- **SOURCE DOCUMENT**:

· · · · · · ·

Robert Kelly
Since 1961, Robert Kelly has been on the faculty at Bard College, New York. He currently serves as the Asher B. Edelman Professor of Literature and Co-Director of the Program in Written Arts. In 1961, he coined the term “Deep image” to refer to a new movement in modernist poetry, led by himself, Jerome Rothenberg, Diane Wakoski, and Clayton Eshleman.
Robert Kelly learned about Richard Grossinger through a copy of his Halloween introduction speech. At that ceremony, Charles Stein, Grossinger’s high-school friend, had brought along Harvey Bialy, who was then studying with Kelly at Bard College and who would play a major role throughout Io’s tenure. Impressed by the high-energy speech, Kelly invited Grossinger and Lindy Hough to his salon for further studies, which led to frequent trips to New York for more sessions throughout winter and spring. Kelly gave them reading lists for avant-garde literature and challenged the two of them to bring “radical consciousness” to the Pioneer Valley. Before the fraternity council demanded that Phi Psi create its own publication, Kelly had urged to Grossinger and Hough to start their own magazine. This suggestion, combined with the fraternity edict and the idea of a 4-college publication floated by Prof. Robert Bagg (UMass), came together in early 1965 to result in the creation of Io.

· · · · · · ·

- **SET PROBLEM 1**:
Please reproduce the Robert Kelly passage above in full, word for word.

· · · · · · ·

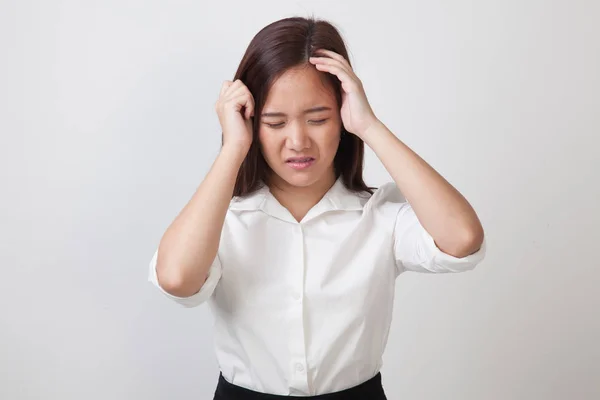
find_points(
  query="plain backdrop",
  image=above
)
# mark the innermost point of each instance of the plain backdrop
(108, 126)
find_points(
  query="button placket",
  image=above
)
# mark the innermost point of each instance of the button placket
(299, 379)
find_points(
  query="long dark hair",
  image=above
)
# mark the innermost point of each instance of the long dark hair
(276, 48)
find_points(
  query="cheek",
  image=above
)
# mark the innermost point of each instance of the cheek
(268, 142)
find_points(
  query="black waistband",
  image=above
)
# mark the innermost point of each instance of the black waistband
(371, 390)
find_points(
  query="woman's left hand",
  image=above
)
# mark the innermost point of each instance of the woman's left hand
(356, 112)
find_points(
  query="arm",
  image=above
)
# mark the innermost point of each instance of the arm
(441, 209)
(189, 245)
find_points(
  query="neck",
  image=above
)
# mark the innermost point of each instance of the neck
(300, 199)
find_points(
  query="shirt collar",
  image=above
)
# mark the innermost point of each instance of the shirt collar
(338, 197)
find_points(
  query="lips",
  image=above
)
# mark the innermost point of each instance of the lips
(299, 159)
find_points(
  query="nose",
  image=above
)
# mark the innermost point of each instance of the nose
(297, 138)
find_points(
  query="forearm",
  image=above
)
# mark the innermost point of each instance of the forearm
(189, 245)
(442, 210)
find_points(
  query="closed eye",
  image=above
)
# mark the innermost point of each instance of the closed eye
(278, 125)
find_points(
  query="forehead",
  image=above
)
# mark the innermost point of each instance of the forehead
(298, 89)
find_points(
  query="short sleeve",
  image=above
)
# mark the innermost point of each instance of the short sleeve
(415, 249)
(214, 274)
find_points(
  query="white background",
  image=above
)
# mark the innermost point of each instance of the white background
(108, 126)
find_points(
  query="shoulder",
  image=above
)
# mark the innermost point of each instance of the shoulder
(386, 197)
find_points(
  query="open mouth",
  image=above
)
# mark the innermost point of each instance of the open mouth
(300, 162)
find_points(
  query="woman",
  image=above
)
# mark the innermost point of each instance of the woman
(295, 254)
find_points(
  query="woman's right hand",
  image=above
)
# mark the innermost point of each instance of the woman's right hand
(235, 108)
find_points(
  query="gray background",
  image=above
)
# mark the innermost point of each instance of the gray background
(108, 127)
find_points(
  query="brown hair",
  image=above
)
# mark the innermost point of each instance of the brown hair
(276, 48)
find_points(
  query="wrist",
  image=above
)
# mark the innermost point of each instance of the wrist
(374, 126)
(235, 152)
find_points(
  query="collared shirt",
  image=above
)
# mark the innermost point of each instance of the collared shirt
(304, 308)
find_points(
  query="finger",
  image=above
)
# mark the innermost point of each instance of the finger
(341, 73)
(335, 56)
(233, 87)
(236, 92)
(224, 87)
(331, 61)
(247, 102)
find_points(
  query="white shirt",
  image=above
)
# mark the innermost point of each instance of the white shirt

· · · · · · ·

- **SET PROBLEM 2**:
How many lines in the records contain the word "plain"? Reply with the number alone.

- **TASK RESPONSE 1**:
Robert Kelly
Since 1961, Robert Kelly has been on the faculty at Bard College, New York. He currently serves as the Asher B. Edelman Professor of Literature and Co-Director of the Program in Written Arts. In 1961, he coined the term “Deep image” to refer to a new movement in modernist poetry, led by himself, Jerome Rothenberg, Diane Wakoski, and Clayton Eshleman.
Robert Kelly learned about Richard Grossinger through a copy of his Halloween introduction speech. At that ceremony, Charles Stein, Grossinger’s high-school friend, had brought along Harvey Bialy, who was then studying with Kelly at Bard College and who would play a major role throughout Io’s tenure. Impressed by the high-energy speech, Kelly invited Grossinger and Lindy Hough to his salon for further studies, which led to frequent trips to New York for more sessions throughout winter and spring. Kelly gave them reading lists for avant-garde literature and challenged the two of them to bring “radical consciousness” to the Pioneer Valley. Before the fraternity council demanded that Phi Psi create its own publication, Kelly had urged to Grossinger and Hough to start their own magazine. This suggestion, combined with the fraternity edict and the idea of a 4-college publication floated by Prof. Robert Bagg (UMass), came together in early 1965 to result in the creation of Io.

- **TASK RESPONSE 2**:
2